Records for the task START

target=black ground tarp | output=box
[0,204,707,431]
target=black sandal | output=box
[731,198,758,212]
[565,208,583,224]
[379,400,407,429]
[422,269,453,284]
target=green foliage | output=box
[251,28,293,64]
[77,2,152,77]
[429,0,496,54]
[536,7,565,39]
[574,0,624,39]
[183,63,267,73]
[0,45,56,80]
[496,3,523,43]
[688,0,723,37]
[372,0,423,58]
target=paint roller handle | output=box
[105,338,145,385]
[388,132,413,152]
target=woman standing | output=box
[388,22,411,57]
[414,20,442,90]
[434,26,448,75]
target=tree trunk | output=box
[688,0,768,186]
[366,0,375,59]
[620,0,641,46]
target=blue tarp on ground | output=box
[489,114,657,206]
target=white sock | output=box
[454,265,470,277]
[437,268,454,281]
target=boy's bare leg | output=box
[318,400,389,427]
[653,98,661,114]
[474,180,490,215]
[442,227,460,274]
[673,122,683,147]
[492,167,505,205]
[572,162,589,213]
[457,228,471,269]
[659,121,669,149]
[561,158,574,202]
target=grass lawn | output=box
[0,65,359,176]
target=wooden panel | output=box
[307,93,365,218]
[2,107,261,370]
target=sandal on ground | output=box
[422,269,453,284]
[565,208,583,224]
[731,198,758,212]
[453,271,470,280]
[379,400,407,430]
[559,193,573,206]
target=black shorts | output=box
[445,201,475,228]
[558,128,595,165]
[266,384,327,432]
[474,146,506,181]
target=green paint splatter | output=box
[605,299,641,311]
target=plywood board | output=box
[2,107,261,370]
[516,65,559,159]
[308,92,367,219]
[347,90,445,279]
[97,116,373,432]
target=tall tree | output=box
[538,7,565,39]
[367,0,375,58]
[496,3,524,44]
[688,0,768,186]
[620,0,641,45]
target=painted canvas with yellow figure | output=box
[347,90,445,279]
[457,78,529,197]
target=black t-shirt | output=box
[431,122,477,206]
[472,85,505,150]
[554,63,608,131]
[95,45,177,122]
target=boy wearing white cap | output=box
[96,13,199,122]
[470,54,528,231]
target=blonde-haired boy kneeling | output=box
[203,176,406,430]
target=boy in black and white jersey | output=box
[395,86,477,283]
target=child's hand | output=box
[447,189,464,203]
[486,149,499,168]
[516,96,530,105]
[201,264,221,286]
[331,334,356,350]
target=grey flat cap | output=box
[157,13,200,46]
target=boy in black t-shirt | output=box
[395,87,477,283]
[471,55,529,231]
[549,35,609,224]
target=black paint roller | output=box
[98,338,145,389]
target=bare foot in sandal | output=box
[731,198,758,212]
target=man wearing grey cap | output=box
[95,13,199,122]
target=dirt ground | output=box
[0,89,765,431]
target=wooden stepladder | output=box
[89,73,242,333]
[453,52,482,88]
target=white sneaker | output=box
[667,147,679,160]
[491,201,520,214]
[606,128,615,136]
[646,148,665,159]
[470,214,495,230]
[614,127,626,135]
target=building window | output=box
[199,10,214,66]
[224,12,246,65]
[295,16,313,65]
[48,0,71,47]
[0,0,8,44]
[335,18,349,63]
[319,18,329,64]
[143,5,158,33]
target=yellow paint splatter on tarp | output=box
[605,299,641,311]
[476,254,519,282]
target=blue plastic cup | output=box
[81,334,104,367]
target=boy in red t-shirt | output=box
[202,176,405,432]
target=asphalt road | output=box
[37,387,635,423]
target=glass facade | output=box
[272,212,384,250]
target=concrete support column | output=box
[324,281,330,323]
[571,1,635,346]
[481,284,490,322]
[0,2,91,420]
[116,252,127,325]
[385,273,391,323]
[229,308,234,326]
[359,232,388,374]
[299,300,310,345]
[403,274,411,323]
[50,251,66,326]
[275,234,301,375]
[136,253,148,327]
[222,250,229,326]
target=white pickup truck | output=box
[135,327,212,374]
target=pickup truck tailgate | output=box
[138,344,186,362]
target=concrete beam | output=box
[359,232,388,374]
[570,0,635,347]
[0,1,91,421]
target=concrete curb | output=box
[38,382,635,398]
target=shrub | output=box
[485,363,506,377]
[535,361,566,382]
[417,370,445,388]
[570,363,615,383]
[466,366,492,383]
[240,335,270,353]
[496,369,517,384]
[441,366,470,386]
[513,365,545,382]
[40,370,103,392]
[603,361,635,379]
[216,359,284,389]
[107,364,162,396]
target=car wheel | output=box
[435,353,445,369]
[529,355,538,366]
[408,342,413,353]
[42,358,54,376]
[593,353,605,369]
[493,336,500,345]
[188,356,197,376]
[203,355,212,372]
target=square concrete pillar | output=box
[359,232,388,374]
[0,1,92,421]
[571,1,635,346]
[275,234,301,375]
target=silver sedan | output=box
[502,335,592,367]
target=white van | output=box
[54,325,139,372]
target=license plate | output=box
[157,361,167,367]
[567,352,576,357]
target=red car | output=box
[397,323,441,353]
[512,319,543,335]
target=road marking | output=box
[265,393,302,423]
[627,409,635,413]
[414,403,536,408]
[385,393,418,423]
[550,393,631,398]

Records for the task END

* **Task to carry out**
The records above need to be retyped in full, exactly as they stand.

* **Written response**
target=black ground tarp | output=box
[0,204,707,431]
target=black sandal | output=box
[731,198,758,212]
[565,208,583,224]
[379,400,407,429]
[422,269,453,284]
target=green foliage | output=box
[251,28,293,64]
[77,2,152,77]
[429,0,496,54]
[536,7,565,39]
[574,0,624,39]
[183,63,267,73]
[0,45,56,80]
[496,3,523,43]
[688,0,723,37]
[372,0,423,58]
target=paint roller handle | output=box
[105,338,145,385]
[388,132,413,152]
target=woman standing | output=box
[388,22,411,57]
[414,20,442,90]
[434,26,448,75]
target=tree trunk | output=box
[688,0,768,186]
[366,0,375,59]
[620,0,641,46]
target=blue tarp on ground | output=box
[489,114,657,206]
target=white sock | output=box
[454,265,470,277]
[437,268,454,281]
target=boy's bare leg | output=box
[318,400,389,427]
[653,98,661,114]
[474,180,490,215]
[442,227,460,274]
[673,122,683,147]
[492,167,505,205]
[572,162,589,213]
[457,228,471,269]
[659,121,669,149]
[561,158,574,202]
target=grass lawn | output=box
[0,65,359,176]
target=wooden panel | output=box
[307,93,365,218]
[2,107,261,370]
target=sandal on ground | output=box
[422,269,453,284]
[565,208,583,224]
[731,198,758,212]
[453,271,470,280]
[379,400,407,430]
[559,193,573,206]
target=black shorts | output=box
[445,201,475,228]
[558,128,595,165]
[266,384,327,432]
[474,146,506,181]
target=green paint splatter | output=box
[605,299,641,311]
target=plywood board | output=box
[2,107,261,370]
[516,65,559,159]
[308,92,367,219]
[347,90,445,279]
[97,116,373,432]
target=tall tree | output=box
[538,7,565,39]
[367,0,375,58]
[496,3,524,44]
[688,0,768,186]
[620,0,641,45]
target=painted canvas with yellow figure | output=box
[347,90,445,279]
[457,78,529,197]
target=black t-shirt | output=box
[431,122,477,206]
[472,85,505,150]
[554,63,608,131]
[95,45,177,122]
target=boy wearing white cap | output=box
[96,13,199,122]
[470,54,528,231]
target=blonde-haired boy kneeling | output=box
[203,176,406,430]
target=boy in black and white jersey | output=box
[395,86,477,283]
target=child's hand | output=box
[447,189,464,203]
[486,149,499,168]
[516,96,530,105]
[201,264,221,286]
[331,334,356,350]
target=grey flat cap | output=box
[157,13,200,46]
target=boy in black t-shirt | output=box
[395,87,477,283]
[471,55,529,231]
[549,35,609,224]
target=black paint roller | output=box
[98,338,145,389]
target=bare foot in sandal | output=box
[731,198,758,212]
target=man wearing grey cap | output=box
[95,13,199,122]
target=dirt ground | output=box
[0,89,765,431]
target=wooden stepladder | output=box
[89,73,242,333]
[453,52,482,88]
target=white sneaker | output=box
[667,147,679,160]
[491,201,520,214]
[606,128,615,136]
[646,148,665,159]
[470,214,495,230]
[614,127,626,135]
target=building window | output=box
[199,10,214,66]
[224,12,246,65]
[295,16,313,65]
[48,0,71,47]
[0,0,8,44]
[335,18,349,63]
[319,18,329,64]
[143,5,158,33]
target=yellow paint splatter on tarp | output=box
[605,299,641,311]
[476,254,519,282]
target=blue plastic cup | output=box
[81,334,104,367]
target=boy in red t-shirt | output=box
[202,176,405,432]
target=asphalt road | output=box
[37,387,635,423]
target=glass facade | output=box
[272,212,384,250]
target=concrete support column | output=box
[324,281,330,323]
[571,1,635,346]
[481,284,490,322]
[0,2,91,420]
[116,252,127,325]
[385,273,391,323]
[229,308,234,326]
[359,232,388,374]
[299,300,310,345]
[403,274,411,323]
[50,251,66,326]
[275,234,301,375]
[136,253,148,327]
[222,250,229,326]
target=white pickup truck | output=box
[135,327,212,374]
target=pickup truck tailgate | output=box
[138,344,186,362]
target=concrete beam | output=box
[359,232,388,374]
[570,0,635,347]
[0,1,91,421]
target=concrete curb | output=box
[38,382,635,398]
target=shrub | output=box
[485,363,506,377]
[535,361,566,382]
[417,370,445,388]
[570,363,615,383]
[466,366,492,383]
[240,335,270,353]
[496,369,517,384]
[441,366,470,386]
[513,365,545,382]
[40,370,103,392]
[603,361,635,379]
[216,359,284,389]
[107,364,162,396]
target=car wheel | output=box
[435,353,445,369]
[529,355,538,366]
[408,342,413,353]
[42,358,54,376]
[593,353,605,369]
[493,336,500,345]
[188,356,197,376]
[203,355,212,372]
target=square concrete pillar | output=box
[359,232,388,374]
[0,1,92,421]
[571,1,635,346]
[275,234,301,375]
target=silver sedan | output=box
[502,335,592,367]
target=white van | output=box
[54,325,139,372]
target=license plate | output=box
[157,361,167,367]
[567,352,576,357]
target=red car | output=box
[397,323,441,353]
[512,319,543,335]
target=road marking | output=box
[265,393,302,423]
[627,409,635,413]
[414,403,536,408]
[385,393,418,423]
[550,393,631,398]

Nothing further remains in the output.